Record excerpts
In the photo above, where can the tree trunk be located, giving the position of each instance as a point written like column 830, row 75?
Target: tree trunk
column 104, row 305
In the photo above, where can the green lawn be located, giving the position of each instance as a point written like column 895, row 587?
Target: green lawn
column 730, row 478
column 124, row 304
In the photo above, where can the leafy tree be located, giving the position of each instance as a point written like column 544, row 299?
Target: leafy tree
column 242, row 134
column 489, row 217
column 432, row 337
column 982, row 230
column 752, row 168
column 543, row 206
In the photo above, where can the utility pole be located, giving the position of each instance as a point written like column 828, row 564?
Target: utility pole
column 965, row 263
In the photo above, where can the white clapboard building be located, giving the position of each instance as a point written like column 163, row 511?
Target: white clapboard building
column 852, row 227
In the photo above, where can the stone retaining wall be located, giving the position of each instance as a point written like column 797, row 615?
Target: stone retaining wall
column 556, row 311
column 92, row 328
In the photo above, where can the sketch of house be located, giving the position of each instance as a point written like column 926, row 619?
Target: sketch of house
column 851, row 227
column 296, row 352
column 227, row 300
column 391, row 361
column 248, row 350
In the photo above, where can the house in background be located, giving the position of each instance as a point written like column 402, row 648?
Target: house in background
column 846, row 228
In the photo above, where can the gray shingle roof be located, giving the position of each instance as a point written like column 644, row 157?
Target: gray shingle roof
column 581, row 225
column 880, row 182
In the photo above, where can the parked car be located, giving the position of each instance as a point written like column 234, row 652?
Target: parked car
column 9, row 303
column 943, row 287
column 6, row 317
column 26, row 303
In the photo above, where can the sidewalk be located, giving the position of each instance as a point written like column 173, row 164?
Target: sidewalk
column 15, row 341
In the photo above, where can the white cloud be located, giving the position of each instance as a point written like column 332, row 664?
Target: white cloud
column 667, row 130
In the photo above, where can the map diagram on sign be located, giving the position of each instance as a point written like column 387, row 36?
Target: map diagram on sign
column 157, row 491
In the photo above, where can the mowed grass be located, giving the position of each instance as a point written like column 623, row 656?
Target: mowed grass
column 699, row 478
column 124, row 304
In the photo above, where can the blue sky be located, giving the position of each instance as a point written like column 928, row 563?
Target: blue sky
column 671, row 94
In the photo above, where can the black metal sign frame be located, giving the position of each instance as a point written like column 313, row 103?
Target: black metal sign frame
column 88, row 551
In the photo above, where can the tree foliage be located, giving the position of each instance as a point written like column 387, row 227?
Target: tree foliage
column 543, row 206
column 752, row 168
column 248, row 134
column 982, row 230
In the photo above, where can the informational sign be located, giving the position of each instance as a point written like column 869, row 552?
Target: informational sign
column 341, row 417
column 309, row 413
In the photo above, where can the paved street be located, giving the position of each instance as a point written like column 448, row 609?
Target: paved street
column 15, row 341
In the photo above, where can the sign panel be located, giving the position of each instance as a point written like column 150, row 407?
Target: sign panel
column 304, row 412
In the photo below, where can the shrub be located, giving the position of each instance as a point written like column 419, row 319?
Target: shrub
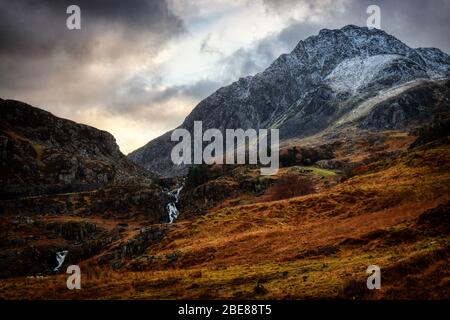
column 197, row 175
column 291, row 185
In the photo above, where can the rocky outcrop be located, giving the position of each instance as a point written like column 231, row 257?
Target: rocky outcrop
column 41, row 153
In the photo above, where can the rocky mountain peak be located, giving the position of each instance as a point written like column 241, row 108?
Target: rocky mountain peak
column 318, row 87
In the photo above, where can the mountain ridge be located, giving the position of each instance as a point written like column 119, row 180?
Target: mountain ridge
column 294, row 94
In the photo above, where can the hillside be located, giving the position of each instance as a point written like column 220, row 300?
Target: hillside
column 41, row 153
column 390, row 210
column 329, row 81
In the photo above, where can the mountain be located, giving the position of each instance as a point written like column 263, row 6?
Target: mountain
column 353, row 76
column 41, row 153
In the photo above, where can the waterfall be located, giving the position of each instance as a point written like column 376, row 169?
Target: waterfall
column 171, row 207
column 60, row 256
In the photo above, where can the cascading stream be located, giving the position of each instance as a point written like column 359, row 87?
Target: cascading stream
column 171, row 207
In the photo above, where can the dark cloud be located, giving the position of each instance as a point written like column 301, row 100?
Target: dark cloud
column 417, row 23
column 30, row 27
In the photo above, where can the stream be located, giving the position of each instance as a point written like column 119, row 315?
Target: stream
column 171, row 207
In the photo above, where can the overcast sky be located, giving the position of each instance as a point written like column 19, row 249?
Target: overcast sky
column 138, row 67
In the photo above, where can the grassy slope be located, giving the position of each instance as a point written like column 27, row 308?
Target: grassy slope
column 314, row 246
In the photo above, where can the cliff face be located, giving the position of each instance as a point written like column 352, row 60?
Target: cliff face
column 330, row 80
column 41, row 153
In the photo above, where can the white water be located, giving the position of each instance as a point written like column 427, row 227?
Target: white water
column 60, row 256
column 172, row 206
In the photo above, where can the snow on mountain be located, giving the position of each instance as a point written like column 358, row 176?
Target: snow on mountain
column 352, row 74
column 324, row 80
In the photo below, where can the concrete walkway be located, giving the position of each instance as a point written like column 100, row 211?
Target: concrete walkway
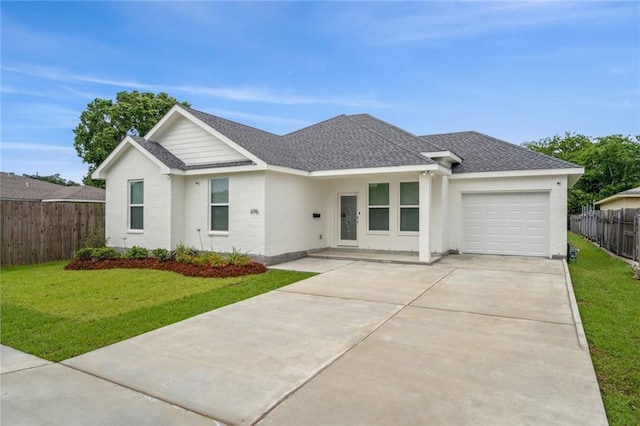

Required work
Reproduce word for word the lines of the records starting at the one containing "In the photo above, where can the paved" and ending at the one containing "column 304, row 412", both included.

Task output
In the photo above, where can the paved street be located, giving the position of each instance as a point written like column 448, row 609?
Target: paved street
column 15, row 341
In the photo above, where can the sign panel be located, giving the position of each instance as a point written like column 150, row 407?
Target: sign panel
column 304, row 412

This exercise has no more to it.